> **Available data**

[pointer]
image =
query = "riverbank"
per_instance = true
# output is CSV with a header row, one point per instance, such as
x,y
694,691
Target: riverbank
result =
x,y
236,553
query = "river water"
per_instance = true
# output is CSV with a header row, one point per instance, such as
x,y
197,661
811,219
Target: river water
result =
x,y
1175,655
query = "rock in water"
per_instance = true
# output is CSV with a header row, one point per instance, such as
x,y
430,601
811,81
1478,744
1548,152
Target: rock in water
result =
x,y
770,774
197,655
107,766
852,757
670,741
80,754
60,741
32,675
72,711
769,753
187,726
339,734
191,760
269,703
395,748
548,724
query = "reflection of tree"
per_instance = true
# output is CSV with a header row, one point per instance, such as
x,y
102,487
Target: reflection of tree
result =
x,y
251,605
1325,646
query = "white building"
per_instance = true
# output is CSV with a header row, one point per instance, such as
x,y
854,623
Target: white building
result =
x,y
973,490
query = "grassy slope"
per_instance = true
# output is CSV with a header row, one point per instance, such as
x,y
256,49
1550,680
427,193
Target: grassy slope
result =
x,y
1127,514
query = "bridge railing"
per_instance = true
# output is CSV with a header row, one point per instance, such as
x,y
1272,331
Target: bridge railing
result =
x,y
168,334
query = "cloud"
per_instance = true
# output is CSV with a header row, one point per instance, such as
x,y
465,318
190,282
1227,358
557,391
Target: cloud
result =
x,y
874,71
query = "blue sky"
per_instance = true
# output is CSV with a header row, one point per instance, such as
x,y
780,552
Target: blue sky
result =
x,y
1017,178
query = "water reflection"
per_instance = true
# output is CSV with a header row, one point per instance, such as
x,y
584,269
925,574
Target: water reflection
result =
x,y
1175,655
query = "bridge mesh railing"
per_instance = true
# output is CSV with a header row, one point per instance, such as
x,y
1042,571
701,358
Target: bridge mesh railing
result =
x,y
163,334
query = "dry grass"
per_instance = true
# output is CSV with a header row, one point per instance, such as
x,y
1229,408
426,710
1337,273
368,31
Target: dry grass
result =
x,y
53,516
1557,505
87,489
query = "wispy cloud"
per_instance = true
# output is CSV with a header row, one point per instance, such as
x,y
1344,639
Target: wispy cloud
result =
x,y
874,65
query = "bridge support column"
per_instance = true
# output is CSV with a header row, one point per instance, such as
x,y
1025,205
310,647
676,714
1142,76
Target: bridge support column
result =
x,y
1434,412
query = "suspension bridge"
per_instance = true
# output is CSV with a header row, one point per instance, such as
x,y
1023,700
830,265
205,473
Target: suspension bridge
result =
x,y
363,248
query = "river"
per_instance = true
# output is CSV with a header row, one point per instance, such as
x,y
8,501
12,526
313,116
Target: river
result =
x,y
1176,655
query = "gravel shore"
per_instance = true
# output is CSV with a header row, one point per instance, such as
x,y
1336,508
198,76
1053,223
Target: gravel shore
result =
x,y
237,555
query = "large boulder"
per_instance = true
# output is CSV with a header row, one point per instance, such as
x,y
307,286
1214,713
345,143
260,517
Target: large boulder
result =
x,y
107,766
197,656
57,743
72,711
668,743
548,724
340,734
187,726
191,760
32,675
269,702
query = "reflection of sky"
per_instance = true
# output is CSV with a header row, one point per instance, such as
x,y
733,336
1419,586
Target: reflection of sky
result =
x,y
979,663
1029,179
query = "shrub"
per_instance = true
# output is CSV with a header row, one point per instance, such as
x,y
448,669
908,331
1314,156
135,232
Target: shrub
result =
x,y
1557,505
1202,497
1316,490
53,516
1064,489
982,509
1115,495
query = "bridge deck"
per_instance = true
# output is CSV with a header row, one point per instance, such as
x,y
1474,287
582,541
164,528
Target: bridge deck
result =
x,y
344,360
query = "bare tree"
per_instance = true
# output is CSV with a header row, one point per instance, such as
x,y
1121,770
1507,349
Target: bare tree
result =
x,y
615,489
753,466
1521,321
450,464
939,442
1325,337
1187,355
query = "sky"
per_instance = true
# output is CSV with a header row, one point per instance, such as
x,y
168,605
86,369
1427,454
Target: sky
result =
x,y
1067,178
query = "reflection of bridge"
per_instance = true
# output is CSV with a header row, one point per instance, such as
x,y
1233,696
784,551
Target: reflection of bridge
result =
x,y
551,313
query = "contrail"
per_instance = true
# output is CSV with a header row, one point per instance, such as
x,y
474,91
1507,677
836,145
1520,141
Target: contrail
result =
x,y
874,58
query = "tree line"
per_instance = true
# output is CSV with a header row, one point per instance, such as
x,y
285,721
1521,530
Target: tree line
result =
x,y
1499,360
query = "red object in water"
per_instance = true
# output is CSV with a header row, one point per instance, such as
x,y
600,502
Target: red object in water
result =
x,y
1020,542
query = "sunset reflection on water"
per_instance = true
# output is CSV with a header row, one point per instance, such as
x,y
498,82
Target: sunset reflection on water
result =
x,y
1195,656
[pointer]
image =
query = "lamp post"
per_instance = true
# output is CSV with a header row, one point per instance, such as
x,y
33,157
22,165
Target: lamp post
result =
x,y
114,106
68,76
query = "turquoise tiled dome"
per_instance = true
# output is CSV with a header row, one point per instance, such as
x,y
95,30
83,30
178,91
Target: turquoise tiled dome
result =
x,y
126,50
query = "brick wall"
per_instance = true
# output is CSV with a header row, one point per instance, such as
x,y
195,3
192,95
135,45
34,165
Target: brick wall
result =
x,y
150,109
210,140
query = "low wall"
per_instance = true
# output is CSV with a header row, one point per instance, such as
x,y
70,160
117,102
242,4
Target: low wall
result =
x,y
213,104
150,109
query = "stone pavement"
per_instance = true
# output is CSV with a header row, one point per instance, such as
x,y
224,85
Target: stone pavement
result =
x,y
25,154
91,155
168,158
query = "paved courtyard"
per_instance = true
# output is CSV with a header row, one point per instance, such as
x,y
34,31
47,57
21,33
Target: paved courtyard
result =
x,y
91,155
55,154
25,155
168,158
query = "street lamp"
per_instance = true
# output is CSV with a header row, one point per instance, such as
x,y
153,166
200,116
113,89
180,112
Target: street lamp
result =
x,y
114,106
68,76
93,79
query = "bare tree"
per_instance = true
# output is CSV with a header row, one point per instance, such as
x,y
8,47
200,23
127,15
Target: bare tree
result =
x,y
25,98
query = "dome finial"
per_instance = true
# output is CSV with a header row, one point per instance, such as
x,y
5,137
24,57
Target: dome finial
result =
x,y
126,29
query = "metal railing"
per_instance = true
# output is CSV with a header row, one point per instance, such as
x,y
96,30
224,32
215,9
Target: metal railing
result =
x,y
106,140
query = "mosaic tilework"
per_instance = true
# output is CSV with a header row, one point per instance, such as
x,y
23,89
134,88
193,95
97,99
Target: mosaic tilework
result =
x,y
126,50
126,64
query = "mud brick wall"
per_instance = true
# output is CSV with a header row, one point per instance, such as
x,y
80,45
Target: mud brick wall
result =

> **Exercise objective**
Reproduce every line above without error.

> **Response to this exercise**
[pointer]
image =
query = "riverbank"
per_instance = true
# output is CSV with a header row, one point per instance, such as
x,y
694,691
Target: riverbank
result =
x,y
236,553
query = "river water"
per_instance = true
# output is CSV with a header row, one point per instance, such as
x,y
197,661
811,219
Target: river water
result =
x,y
1175,655
query = "rock in water"
per_instance = true
# output is CSV with a header row, one point per instance, such as
x,y
430,601
811,81
1478,744
1548,152
Target: rock in water
result =
x,y
770,774
197,655
107,766
852,757
670,741
80,754
60,741
32,675
72,711
769,753
187,726
339,734
191,760
269,703
395,748
548,724
query = "reflection of tree"
per_instance = true
# output is CSV with a header row, one point per instance, such as
x,y
102,487
Target: reflection of tree
result =
x,y
251,605
1325,646
query = "white building"
per_instance = true
# output is CSV with a header row, one point per instance, such as
x,y
854,623
Target: white building
result =
x,y
973,490
query = "grassy slope"
per_instance = true
# output is CSV with a header row, one point per instance, such as
x,y
256,49
1550,680
427,193
Target: grassy slope
result =
x,y
1127,514
query = "bridge railing"
per_instance = true
# output is CSV with a header row, one point per instance, such as
x,y
1272,331
Target: bridge railing
result =
x,y
168,334
query = "cloud"
per_instance = true
# output is CSV with a header row, one point per instance, such as
x,y
465,318
190,282
1227,358
557,391
Target: cloud
result =
x,y
874,71
query = "blue sky"
per_instance = true
# output is CSV with a header row, one point per instance, such as
x,y
780,552
Target: blue sky
result =
x,y
1017,178
query = "water reflection"
per_instance = true
# output is CSV with a header row, one point per instance, such as
x,y
584,269
925,574
Target: water reflection
result =
x,y
1175,655
query = "bridge mesh railing"
per_instance = true
# output is CSV with a header row, one point per instance, such as
x,y
1042,571
701,358
Target: bridge mesh railing
result =
x,y
163,334
query = "dry grass"
per_instance = true
# output is CSV with a header row, one point per instance, such as
x,y
1229,408
426,710
1337,273
368,31
Target: dry grass
result =
x,y
53,516
1557,505
87,489
query = "wispy cloud"
per_instance = true
# output is CSV with a header row, one point per instance, such as
x,y
1344,639
Target: wispy cloud
result =
x,y
874,65
query = "bridge support column"
per_instance = true
# output is CSV with a header row, one point per instance, such as
x,y
1025,205
310,647
676,714
1142,76
Target: bridge support column
result =
x,y
1434,412
query = "suspension bridge"
per_instance = true
# output is CSV with a header row, one point per instance, such as
x,y
1023,700
830,265
205,473
Target: suspension bridge
result =
x,y
363,248
query = "river"
per_instance = true
# output is CSV with a header row, one point per instance, such as
x,y
8,501
12,526
313,116
Target: river
result =
x,y
1176,655
query = "gravel shore"
per_instance = true
# output is CSV with a header row, one point per instance, such as
x,y
1336,508
198,76
1053,223
Target: gravel shore
result =
x,y
237,555
query = "large boulder"
per_instance = true
# output is CSV with a header row, one point per instance, such as
x,y
307,286
1214,713
345,143
260,517
Target: large boulder
result =
x,y
107,766
197,656
57,743
72,711
668,743
548,724
340,734
187,726
191,760
32,675
269,702
query = "reflection of sky"
per_instance = true
# output is CSV with a header row, one point per instance, such as
x,y
733,336
1419,586
Target: reflection of sky
result =
x,y
979,663
1029,179
query = "shrub"
per_instance = true
# output is CSV with a header row, one point per instance, such as
x,y
448,669
908,331
1314,156
135,232
Target: shrub
result =
x,y
1557,505
1202,497
1316,490
53,516
1064,489
982,509
1115,495
query = "bridge deck"
per_instance = true
# output is CSV with a header row, one point per instance, such as
x,y
1474,287
582,541
164,528
Target: bridge deck
result =
x,y
344,360
query = "bare tree"
per_instance = true
# output is CSV with a header row, one point per instance, such as
x,y
1121,770
1507,349
Target: bare tree
result =
x,y
615,489
753,466
1521,321
450,464
939,442
1325,337
1187,355
query = "sky"
per_instance = true
# output is CSV with a header row, one point per instance, such as
x,y
168,605
86,369
1427,454
Target: sky
result =
x,y
1067,178
query = "reflection of bridge"
per_instance = true
# output is CSV with a header row, one point per instance, such as
x,y
1233,696
784,551
Target: reflection of bridge
result =
x,y
551,313
query = "contrail"
per_instance = true
# output is CSV with a header row, one point per instance, such as
x,y
474,91
1507,677
836,145
1520,141
Target: contrail
result =
x,y
874,58
query = "tree line"
per_instance = true
# output is CSV with a header row, one point per instance, such as
x,y
285,721
1521,530
Target: tree line
result =
x,y
1499,360
query = "red object in water"
per_instance = true
# output is CSV with a header row, one point per instance, such as
x,y
600,502
Target: red object in water
result =
x,y
1020,542
query = "sunset reflection on water"
per_instance = true
# output is CSV with a header row, one point per instance, such as
x,y
498,82
Target: sunset reflection on water
result =
x,y
1195,656
[pointer]
image =
query = "lamp post"
per_instance = true
# output is CSV with a header row, one point per instance, such as
x,y
33,157
22,165
Target: lamp post
result =
x,y
114,106
68,76
query = "turquoise tiled dome"
per_instance = true
# output is CSV with a header row, one point per instance, such as
x,y
95,30
83,30
178,91
Target: turquoise tiled dome
result =
x,y
126,50
query = "brick wall"
per_instance = true
# output is CSV with a header row, one point per instance, such as
x,y
195,3
192,95
135,45
34,165
Target: brick wall
result =
x,y
150,109
210,140
query = "low wall"
per_instance = true
# output is CSV with a header row, one point per instance, such as
x,y
70,160
117,102
242,4
Target: low wall
result =
x,y
213,104
150,109
query = "stone pavement"
per_instance = true
# output is CSV with a header row, one point per instance, such as
x,y
224,85
Target: stone pavement
result =
x,y
25,154
91,155
168,158
query = "paved courtyard"
per_instance = true
# output is CSV with a header row, one point per instance, such as
x,y
34,31
47,57
21,33
Target: paved courtyard
result =
x,y
91,155
55,154
25,155
168,158
query = "street lamp"
per_instance = true
# output is CSV with a header row, one point per instance, such as
x,y
153,166
200,116
113,89
180,112
Target: street lamp
result =
x,y
114,106
68,76
93,79
query = "bare tree"
per_instance = true
# output is CSV with a header row, one point per instance, such as
x,y
8,47
200,23
127,15
Target: bare tree
result =
x,y
25,98
query = "dome finial"
per_instance = true
# output is CSV with a header row, one point per instance, such as
x,y
5,137
24,57
Target: dome finial
result =
x,y
126,29
query = "metal railing"
per_instance = true
# output is CSV with a header row, one point per instance, such as
x,y
96,30
224,32
215,9
Target: metal railing
result =
x,y
106,140
query = "mosaic tilework"
per_instance = true
# output is CSV with a header row, one point per instance, such as
x,y
23,89
134,88
193,95
97,99
Target: mosaic tilework
result =
x,y
126,50
126,64
query = "mud brick wall"
per_instance = true
# output is CSV with a header row, one point per instance, such as
x,y
80,45
Target: mud brick wall
result =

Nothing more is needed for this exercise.